**Your task:** Recast all of the lines below as a numbered list, omitting any blank lines.

== The records

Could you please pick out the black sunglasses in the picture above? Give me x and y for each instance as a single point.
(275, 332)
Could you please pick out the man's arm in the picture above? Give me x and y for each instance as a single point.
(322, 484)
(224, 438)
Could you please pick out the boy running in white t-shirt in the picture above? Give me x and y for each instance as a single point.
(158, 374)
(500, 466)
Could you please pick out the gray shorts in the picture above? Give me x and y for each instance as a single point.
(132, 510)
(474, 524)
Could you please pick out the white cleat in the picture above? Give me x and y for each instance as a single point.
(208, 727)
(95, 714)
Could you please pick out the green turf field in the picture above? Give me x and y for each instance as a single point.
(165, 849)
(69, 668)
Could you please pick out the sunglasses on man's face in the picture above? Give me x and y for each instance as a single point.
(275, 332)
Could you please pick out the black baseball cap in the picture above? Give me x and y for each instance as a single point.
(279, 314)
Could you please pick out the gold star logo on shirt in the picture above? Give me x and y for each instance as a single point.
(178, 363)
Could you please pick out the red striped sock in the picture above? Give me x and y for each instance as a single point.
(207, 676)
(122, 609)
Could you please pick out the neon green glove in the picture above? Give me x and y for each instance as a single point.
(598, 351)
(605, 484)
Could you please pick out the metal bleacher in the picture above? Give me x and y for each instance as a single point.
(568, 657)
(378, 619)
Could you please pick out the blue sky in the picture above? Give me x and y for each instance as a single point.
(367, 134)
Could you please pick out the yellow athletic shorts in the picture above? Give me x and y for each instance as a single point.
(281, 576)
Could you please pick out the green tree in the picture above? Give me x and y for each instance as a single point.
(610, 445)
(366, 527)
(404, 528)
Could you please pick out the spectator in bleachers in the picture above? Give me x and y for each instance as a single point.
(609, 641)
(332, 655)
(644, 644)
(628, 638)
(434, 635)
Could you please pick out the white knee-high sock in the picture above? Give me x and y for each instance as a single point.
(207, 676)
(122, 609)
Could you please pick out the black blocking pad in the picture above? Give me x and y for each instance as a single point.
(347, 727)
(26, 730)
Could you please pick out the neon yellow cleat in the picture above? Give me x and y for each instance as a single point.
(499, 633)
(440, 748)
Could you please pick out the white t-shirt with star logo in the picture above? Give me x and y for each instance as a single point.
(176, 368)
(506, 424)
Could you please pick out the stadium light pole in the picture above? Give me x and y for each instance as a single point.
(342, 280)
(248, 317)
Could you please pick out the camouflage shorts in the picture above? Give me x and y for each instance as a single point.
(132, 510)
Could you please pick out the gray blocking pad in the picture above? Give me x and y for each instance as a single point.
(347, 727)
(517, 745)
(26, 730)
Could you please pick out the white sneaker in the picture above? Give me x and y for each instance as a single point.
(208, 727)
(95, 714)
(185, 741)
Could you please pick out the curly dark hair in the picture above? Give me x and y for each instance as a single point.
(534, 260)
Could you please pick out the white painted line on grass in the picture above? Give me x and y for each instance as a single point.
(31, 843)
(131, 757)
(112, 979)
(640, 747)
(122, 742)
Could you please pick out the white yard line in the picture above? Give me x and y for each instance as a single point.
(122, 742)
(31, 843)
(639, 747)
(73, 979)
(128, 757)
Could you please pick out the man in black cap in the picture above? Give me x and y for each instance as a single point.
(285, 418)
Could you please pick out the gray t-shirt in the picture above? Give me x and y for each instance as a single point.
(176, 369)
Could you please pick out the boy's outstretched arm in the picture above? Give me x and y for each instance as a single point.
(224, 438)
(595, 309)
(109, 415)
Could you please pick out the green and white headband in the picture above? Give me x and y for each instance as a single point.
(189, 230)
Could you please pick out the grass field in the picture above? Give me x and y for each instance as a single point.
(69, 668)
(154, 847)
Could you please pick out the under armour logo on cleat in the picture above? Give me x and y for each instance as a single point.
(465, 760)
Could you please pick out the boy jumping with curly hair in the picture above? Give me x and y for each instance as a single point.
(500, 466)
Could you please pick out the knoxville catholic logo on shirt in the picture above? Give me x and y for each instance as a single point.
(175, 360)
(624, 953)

====

**Solution to the exercise:**
1. Could you please pick out the black sunglasses in the picture above? Give me x and y for each instance as a single point.
2. (275, 332)
3. Could you please pick out the man's arm in the picture above? Give me x and y for each instance as a single point.
4. (322, 484)
5. (224, 438)
6. Could you please pick out the boy running in white t-shirt in the picture above? Give me x and y for each instance as a single point.
7. (158, 374)
8. (500, 466)
9. Could you please pick out the gray shorts in the picture above? Give me x and y for each instance as a single point.
10. (132, 510)
11. (474, 524)
12. Could you please pick out the white cleat in the picture above? Give me x and y for each instance as a single point.
13. (208, 727)
14. (95, 714)
15. Could you please pick out the green turf field in the picture above? Give me x and y for each instance as a single point.
16. (165, 849)
17. (69, 668)
18. Could you please pick out the sunglasses on man's face in the picture above? Give me x and y for each instance as a single point.
19. (275, 332)
20. Could you please pick out the black baseball cap in the picture above? Give me x and y for each instance as a single point.
21. (279, 314)
22. Could you please pick out the gold star logo on shirt in the picture above? Give me x and y for each instance as a single point.
23. (178, 363)
24. Could you please pick out the red striped sock in the picture above? Give me x and y for each instance as a single point.
25. (207, 676)
26. (122, 609)
27. Could you please pick out the neon green glove in the picture above? Give me x and y for each instance as a single point.
28. (598, 351)
29. (605, 484)
30. Could you please pick out the metal bleacher in the picture above? Give me x and y for each instance as a single point.
31. (568, 657)
32. (378, 619)
33. Could you please pick out the blue sky in the picture above? Give me x and y for each instance as a single point.
34. (367, 134)
35. Could you please pick out the yellow athletic shorts in the picture above? Give me x and y for each instance as a single point.
36. (281, 576)
37. Could you please pick out the green tree in the picture above? Give me x and y for each instance as a single point.
38. (610, 445)
39. (366, 527)
40. (404, 528)
41. Could you please pick out the spectator in bleachers in the picture above? Give me x and y for each instance as a single point.
42. (609, 641)
43. (332, 655)
44. (644, 644)
45. (628, 638)
46. (434, 635)
47. Could you please pick out the white knee-high sock in the picture above? Give me x and y for each instance as a single point.
48. (207, 676)
49. (122, 609)
50. Could you please pick out the black blocking pad in the picture above? Give me x and y for each instance as a single point.
51. (347, 727)
52. (26, 730)
53. Could you please pick out the neon yellow cleat in the picture above? Give me x and y for each instance as a single point.
54. (499, 633)
55. (440, 748)
56. Could you please pick out the white t-shirt with star logo in the picture above? Give me x and y for each instance as a single point.
57. (176, 368)
58. (506, 424)
59. Could you please pick out the stadium light pole in the picture above? Give me x and y for each instance as a single point.
60. (342, 280)
61. (248, 317)
62. Could you please pick out the camouflage shorts in the picture above? Give me x and y for each instance as a single point.
63. (132, 510)
64. Could you please pick out the gray blocking pad in the picture above? Give me x and y for each instance as a single point.
65. (347, 727)
66. (517, 745)
67. (26, 730)
68. Could you please pick out the white sneaker in the picture above? Give me x and y for each instance as a single point.
69. (208, 727)
70. (95, 714)
71. (185, 741)
72. Could you please pick out the curly dark hair in the picture above? Give me x and y for each instance as a single point.
73. (534, 260)
74. Could you please pick out the white painted line on grass in the picture above? Give me x and y for each instance as a single point.
75. (31, 843)
76. (131, 757)
77. (112, 979)
78. (640, 747)
79. (122, 742)
80. Could you please pick out the white yard line in the picture above? Give me x and y for each instance as a single point.
81. (122, 742)
82. (31, 843)
83. (639, 747)
84. (73, 979)
85. (128, 757)
86. Could you please pick out the man in black cap in the picture above? Give me x and y for each instance as a single point.
87. (285, 418)
88. Could you please pick out the gray t-shirt in the picture above? Give me x and y for each instance as a single point.
89. (176, 369)
90. Could you please pick out the boy's outstretched arm in the picture above? Give me x and y for each instance as a single point.
91. (224, 438)
92. (595, 309)
93. (109, 415)
94. Could you please pick out the green and white headband in the picture above? Give me x and y for each instance as a single point.
95. (189, 230)
96. Could you please pick out the grass field in the picture above? Give me x and y for each instance as a single point.
97. (69, 668)
98. (154, 847)
99. Could you please pick out the under armour logo on cleat in the picture above? Give me x and y for each instance as a single point.
100. (465, 760)
101. Could you please pick out the boy jumping with curly hair in the picture above? Give me x and y for each instance as a single point.
102. (500, 466)
103. Could you please pick out the knoxville catholic logo on shirt in the picture above? Give me x and y for each instance as a single point.
104. (175, 360)
105. (624, 953)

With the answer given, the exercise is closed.